===== DATASET

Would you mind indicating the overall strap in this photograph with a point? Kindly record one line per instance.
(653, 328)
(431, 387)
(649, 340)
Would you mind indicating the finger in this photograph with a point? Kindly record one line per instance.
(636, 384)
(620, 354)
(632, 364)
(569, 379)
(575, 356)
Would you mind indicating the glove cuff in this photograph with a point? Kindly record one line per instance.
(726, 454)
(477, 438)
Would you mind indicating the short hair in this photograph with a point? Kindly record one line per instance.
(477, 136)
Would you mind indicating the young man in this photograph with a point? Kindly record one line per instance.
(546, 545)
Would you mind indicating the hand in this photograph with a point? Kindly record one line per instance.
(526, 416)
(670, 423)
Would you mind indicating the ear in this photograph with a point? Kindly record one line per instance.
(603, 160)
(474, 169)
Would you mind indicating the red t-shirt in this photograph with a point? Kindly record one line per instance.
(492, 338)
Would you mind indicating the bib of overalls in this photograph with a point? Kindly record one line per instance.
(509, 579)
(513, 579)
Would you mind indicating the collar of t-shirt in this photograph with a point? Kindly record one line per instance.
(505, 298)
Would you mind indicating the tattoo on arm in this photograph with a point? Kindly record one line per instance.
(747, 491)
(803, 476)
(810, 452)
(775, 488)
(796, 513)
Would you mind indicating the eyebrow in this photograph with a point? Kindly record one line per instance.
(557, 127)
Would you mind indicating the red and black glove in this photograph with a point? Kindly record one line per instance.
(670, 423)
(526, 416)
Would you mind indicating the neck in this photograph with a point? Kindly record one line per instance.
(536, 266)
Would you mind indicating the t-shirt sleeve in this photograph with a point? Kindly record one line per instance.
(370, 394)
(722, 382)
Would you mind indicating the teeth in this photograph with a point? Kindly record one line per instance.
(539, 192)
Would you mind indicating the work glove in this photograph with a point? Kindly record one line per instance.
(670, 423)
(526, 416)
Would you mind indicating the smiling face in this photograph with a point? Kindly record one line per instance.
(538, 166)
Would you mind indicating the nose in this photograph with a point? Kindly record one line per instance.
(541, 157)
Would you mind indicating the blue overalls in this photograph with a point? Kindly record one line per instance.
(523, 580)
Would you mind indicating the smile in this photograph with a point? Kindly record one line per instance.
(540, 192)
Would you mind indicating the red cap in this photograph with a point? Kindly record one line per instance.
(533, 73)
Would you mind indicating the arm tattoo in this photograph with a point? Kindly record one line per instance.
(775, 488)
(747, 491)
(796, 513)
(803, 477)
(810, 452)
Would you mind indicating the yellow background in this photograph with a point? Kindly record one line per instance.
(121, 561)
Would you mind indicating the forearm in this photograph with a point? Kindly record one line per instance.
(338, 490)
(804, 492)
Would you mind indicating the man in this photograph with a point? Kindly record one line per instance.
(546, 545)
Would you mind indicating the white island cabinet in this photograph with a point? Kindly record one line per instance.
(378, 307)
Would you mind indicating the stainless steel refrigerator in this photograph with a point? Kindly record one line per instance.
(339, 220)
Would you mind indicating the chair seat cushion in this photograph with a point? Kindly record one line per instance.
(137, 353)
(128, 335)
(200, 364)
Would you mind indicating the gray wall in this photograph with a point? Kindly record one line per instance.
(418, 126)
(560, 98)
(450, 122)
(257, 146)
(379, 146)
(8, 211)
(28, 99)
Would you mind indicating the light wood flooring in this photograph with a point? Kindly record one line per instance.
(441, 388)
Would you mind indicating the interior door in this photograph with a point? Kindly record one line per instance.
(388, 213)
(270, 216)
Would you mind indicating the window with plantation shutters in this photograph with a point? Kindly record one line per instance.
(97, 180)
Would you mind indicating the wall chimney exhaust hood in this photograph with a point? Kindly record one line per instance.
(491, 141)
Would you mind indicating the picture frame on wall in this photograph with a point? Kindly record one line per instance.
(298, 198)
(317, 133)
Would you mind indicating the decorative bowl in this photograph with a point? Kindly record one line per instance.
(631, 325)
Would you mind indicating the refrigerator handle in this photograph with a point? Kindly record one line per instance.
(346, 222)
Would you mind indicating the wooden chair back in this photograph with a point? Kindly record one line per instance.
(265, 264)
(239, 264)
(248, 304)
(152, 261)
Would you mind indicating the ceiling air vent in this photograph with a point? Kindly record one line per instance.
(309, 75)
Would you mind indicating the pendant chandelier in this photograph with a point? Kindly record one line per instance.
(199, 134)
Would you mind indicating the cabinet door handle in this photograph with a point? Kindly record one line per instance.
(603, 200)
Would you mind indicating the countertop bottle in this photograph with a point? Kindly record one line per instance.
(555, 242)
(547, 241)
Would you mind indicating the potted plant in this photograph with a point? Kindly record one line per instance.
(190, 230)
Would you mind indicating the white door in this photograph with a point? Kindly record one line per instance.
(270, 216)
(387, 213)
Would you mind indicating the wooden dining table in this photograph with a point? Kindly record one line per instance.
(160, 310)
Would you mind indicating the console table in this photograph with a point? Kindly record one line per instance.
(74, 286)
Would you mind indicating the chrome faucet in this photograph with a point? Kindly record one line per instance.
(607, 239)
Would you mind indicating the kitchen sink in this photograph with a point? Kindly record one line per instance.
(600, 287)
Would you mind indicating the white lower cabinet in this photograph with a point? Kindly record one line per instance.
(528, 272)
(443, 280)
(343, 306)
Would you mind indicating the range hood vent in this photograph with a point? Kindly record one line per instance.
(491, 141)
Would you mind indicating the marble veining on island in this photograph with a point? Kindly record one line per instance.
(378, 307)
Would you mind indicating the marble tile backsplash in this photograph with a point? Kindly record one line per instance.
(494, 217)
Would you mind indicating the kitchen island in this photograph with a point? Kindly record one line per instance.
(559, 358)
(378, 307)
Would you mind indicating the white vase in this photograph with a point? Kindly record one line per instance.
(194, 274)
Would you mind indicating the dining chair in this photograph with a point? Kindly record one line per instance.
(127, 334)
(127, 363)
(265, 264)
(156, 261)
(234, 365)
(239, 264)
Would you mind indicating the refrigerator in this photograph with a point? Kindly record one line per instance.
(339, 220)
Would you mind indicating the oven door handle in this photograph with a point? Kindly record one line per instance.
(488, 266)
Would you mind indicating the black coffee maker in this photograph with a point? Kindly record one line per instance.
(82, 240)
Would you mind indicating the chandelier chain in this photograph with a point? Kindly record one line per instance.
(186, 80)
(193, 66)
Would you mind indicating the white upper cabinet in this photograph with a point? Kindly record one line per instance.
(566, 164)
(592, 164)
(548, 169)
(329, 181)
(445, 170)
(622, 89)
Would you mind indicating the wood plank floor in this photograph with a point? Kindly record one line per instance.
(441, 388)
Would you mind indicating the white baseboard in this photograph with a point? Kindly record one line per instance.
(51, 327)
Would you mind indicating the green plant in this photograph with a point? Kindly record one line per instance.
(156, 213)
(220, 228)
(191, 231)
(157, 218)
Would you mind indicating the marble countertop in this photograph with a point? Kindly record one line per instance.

==========

- _STATED TASK_
Please output the complete data exactly.

- _EXERCISE RESPONSE_
Would you mind indicating the overall strap in this photograph with a point? Kindly record one line per instance.
(653, 328)
(431, 387)
(649, 340)
Would you mind indicating the finger in this photograph with a point? Kindly record one line per instance.
(636, 384)
(620, 354)
(632, 364)
(569, 379)
(575, 356)
Would you mind indicating the glove cuff in this photograph with a point? Kindly record one line per instance.
(726, 454)
(477, 438)
Would you mind indicating the short hair in this photograph with a point? Kindly record one line per instance.
(477, 136)
Would you mind indicating the young man in this photograph with a point? Kindly record one line per instance.
(546, 545)
Would you mind indicating the hand in this photograph with a point? Kindly record one line per instance.
(526, 416)
(670, 423)
Would you mind indicating the ear in this photograph with a point? Kindly record one line per instance.
(603, 160)
(474, 169)
Would you mind indicating the red t-shirt in this photograph with a point? Kindly record one line per instance.
(492, 338)
Would you mind indicating the bib of overalls in this photograph with a point? Kindly record one line per instance.
(509, 579)
(513, 579)
Would you mind indicating the collar of t-shirt in this photograph with a point? Kindly record one line per instance.
(505, 298)
Would you mind indicating the tattoo on arm in this photograph with a point? Kindly record one line per instance.
(747, 491)
(803, 476)
(810, 452)
(775, 488)
(796, 513)
Would you mind indicating the eyebrow in this photograph with a point? Kindly record one line per instance.
(557, 127)
Would you mind indicating the red and black glove in this photograph with a point? Kindly record one line per instance.
(670, 423)
(526, 416)
Would you mind indicating the neck in this photograph with a point? Kindly record one line per instance.
(536, 266)
Would you mind indicating the t-shirt sleeve in this photograph with a point? Kindly record one line per instance.
(370, 394)
(722, 382)
Would you mind indicating the teeth in this photograph with a point? Kindly record one line per instance.
(539, 192)
Would you mind indicating the work glove in this photograph with a point? Kindly record one line per instance.
(670, 423)
(526, 416)
Would you mind indicating the smiling face in this photograph with a point? Kindly record one line per instance.
(538, 166)
Would you mind indicating the nose in this photograph with a point? Kindly record one line per instance.
(541, 157)
Would you mind indicating the blue overalls in this photograph with a point? Kindly record one line per instance.
(523, 580)
Would you mind indicating the smile in this photograph with a point? Kindly record one line per instance.
(540, 192)
Would you mind indicating the red cap in this photograph with a point? Kindly record one line per instance.
(533, 73)
Would you mind indicating the arm tattoo in this photograph with a point? Kindly record one line per instance.
(775, 488)
(747, 491)
(796, 513)
(803, 477)
(810, 452)
Would you mind indicating the yellow background in this photograph with a point? Kindly record one line per instance.
(121, 561)
Would you mind indicating the forearm in this photograph with a point? Kindly record one line per instance.
(338, 490)
(804, 492)
Would you mind indicating the man in this photograph with a point? Kindly record one line per instance.
(546, 545)
Would you mind indicating the white island cabinet in this photograph with a point? Kindly record one line per instance.
(378, 307)
Would you mind indicating the stainless steel refrigerator in this photograph with a point? Kindly record one line per instance.
(339, 220)
Would you mind indicating the chair seat cushion in this photograph with a point? Kindly record one line per instance.
(137, 353)
(128, 335)
(200, 364)
Would you mind indicating the gray wall in this photograph with a point? Kindly record one line per instance.
(418, 126)
(560, 98)
(450, 122)
(257, 146)
(379, 146)
(8, 211)
(28, 99)
Would you mind indicating the light wood flooring in this photograph with a point? Kindly record one line per instance.
(441, 388)
Would you mind indicating the interior door in this photograph with a point? Kindly record one line per instance.
(388, 213)
(270, 216)
Would you mind indicating the window with plantation shutters in this photograph with a point? Kindly record one line per instance.
(97, 180)
Would you mind indicating the wall chimney exhaust hood in this photograph with a point? Kindly record one line per instance.
(491, 141)
Would you mind indicating the picture frame on wall in this photograph with a point? Kindly record one line per instance.
(298, 198)
(317, 133)
Would you mind indicating the decorative bowl in this photograph with a point? Kindly record one line per instance.
(631, 325)
Would you mind indicating the refrigerator handle in this photograph with a point? Kindly record one line per instance.
(346, 222)
Would you mind indicating the wooden chair back in this photograph with a point? Kindly record one line per instance.
(265, 264)
(239, 264)
(248, 304)
(152, 261)
Would you mind indicating the ceiling air vent in this photograph with a point? Kindly record one line per instance.
(309, 75)
Would you mind indicating the pendant chandelier in this photograph with a point? Kindly record one line per instance.
(199, 134)
Would you mind indicating the cabinet door handle in this photograph with a point? Kindly record one line per instance.
(603, 200)
Would you mind indicating the countertop bottle in this photograph with a point? Kindly record one line per instance.
(555, 242)
(547, 241)
Would you mind indicating the potted plant in this photograph with a point? Kindly record one line per instance.
(190, 230)
Would you mind indicating the white door in this photograph with a point? Kindly record one line per instance.
(270, 216)
(387, 213)
Would you mind indicating the wooden dining table in this photograph with a point? Kindly record one line per instance.
(160, 310)
Would you mind indicating the console table in this photograph with a point? Kindly record one line per instance.
(74, 286)
Would you mind indicating the chrome faucet in this photograph with a point? Kindly record one line per instance.
(607, 239)
Would you mind indicating the kitchen sink in this photograph with a point? Kindly record one line per instance.
(600, 287)
Would you mind indicating the white lower cabinet in this photograph with a point? Kindly record one line per instance.
(528, 272)
(443, 280)
(343, 306)
Would you mind indicating the range hood vent in this photograph with a point? Kindly record one line per instance.
(491, 141)
Would you mind indicating the marble veining on island in this photograph with a point? Kindly record one line per instance.
(378, 307)
Would you mind indicating the marble tile backsplash in this photograph with a point? Kindly record one line per instance.
(494, 217)
Would you mind indicating the kitchen island in this photograph with a point? Kindly record one line per instance.
(559, 358)
(378, 307)
Would you mind indicating the white vase in this photograph with a point? Kindly record one line per instance.
(194, 274)
Would you mind indicating the dining chair in this photograph with a point? Kindly record one line per instance.
(127, 334)
(127, 363)
(265, 264)
(156, 261)
(234, 365)
(239, 264)
Would you mind indicating the refrigerator in this photograph with a point? Kindly record one line per instance.
(339, 220)
Would you mind indicating the oven door handle in this photograph with a point? Kindly record one line per instance.
(488, 266)
Would you mind indicating the black coffee maker in this photograph with a point? Kindly record one line per instance.
(82, 240)
Would you mind indicating the chandelier chain in this photograph with a point? Kindly record one line per instance.
(186, 80)
(193, 66)
Would you mind indicating the white upper cabinet in this photograph with a point? Kindly record one line per instance.
(566, 164)
(592, 164)
(548, 169)
(329, 181)
(445, 170)
(622, 89)
Would you mind indicating the wood plank floor in this photograph with a point? Kindly record one line per instance.
(441, 388)
Would you mind indicating the white baseboard in this photograph with a point? Kindly record one line per instance.
(51, 327)
Would you mind indicating the green plant in this photograph with a point? Kindly record one line per instance.
(156, 213)
(220, 228)
(191, 231)
(157, 218)
Would you mind indicating the marble countertop in this photograph with a point? Kindly record one line per instance.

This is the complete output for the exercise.